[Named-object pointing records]
------------------------------------

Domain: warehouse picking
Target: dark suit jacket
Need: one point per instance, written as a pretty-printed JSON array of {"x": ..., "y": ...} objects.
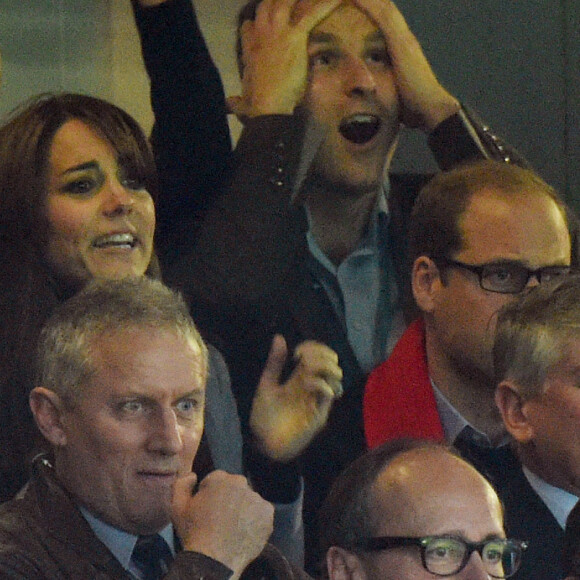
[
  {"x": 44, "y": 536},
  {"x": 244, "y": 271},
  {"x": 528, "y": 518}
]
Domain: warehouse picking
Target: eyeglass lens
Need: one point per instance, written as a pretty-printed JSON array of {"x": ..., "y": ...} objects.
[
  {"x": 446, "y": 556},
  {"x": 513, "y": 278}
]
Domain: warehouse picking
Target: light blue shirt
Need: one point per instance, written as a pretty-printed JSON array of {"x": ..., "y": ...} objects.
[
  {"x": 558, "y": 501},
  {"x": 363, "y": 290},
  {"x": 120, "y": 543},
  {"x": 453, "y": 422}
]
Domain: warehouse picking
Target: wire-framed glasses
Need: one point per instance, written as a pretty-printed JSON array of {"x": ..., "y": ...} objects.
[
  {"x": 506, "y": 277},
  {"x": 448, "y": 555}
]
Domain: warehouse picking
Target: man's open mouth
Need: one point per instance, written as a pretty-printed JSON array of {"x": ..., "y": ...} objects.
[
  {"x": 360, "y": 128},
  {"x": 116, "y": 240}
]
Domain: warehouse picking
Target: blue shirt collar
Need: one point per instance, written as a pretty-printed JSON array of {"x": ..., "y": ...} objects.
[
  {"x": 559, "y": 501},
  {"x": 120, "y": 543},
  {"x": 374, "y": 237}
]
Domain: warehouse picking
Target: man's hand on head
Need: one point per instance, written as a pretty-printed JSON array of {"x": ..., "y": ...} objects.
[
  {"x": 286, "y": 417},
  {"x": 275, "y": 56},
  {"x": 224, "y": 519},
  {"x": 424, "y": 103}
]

------------------------------------

- [Task instructions]: Reproduce the whole listing above word for word, but not its pictures.

- [Final result]:
Domain: warehouse picking
Target: dark suit jacket
Need: one point per instance, written as a pretty-printed JSON array of {"x": ..., "y": ...} objects.
[
  {"x": 44, "y": 536},
  {"x": 244, "y": 271},
  {"x": 528, "y": 518}
]
Domain: warehouse picking
Target: eyeglass lens
Need: one point per instance, written as a pretty-printed JSON array of {"x": ..., "y": ...} objects.
[
  {"x": 446, "y": 556},
  {"x": 513, "y": 278}
]
Domain: warehouse picking
Target: light blue shirt
Need: one point per instance, written as a pretty-printed JSON array of {"x": ..., "y": ...} objects.
[
  {"x": 558, "y": 501},
  {"x": 363, "y": 290},
  {"x": 120, "y": 543},
  {"x": 453, "y": 422}
]
Domain: warehouse picking
Target: wire-framed glasses
Need: one point per instance, written as a pretty-printed JSON array of {"x": ..., "y": ...} objects.
[
  {"x": 506, "y": 277},
  {"x": 448, "y": 555}
]
Domain: warehouse picking
Target: man's open mouth
Need: one point per instance, written as a pretty-printed JSON array of {"x": ..., "y": ...} objects.
[
  {"x": 360, "y": 128},
  {"x": 116, "y": 240}
]
Domain: warehouse picking
Target: blue shirt collar
Need: one point per instance, written as a pretty-printed JSON array of {"x": ..., "y": ...} objects.
[
  {"x": 559, "y": 501},
  {"x": 120, "y": 543},
  {"x": 374, "y": 237}
]
Domain: warehouse picking
Target: man's hand on head
Need: one point per instance, written as a pretty-printed JSON array of {"x": ..., "y": ...} objects.
[
  {"x": 286, "y": 417},
  {"x": 275, "y": 56},
  {"x": 224, "y": 519},
  {"x": 424, "y": 103}
]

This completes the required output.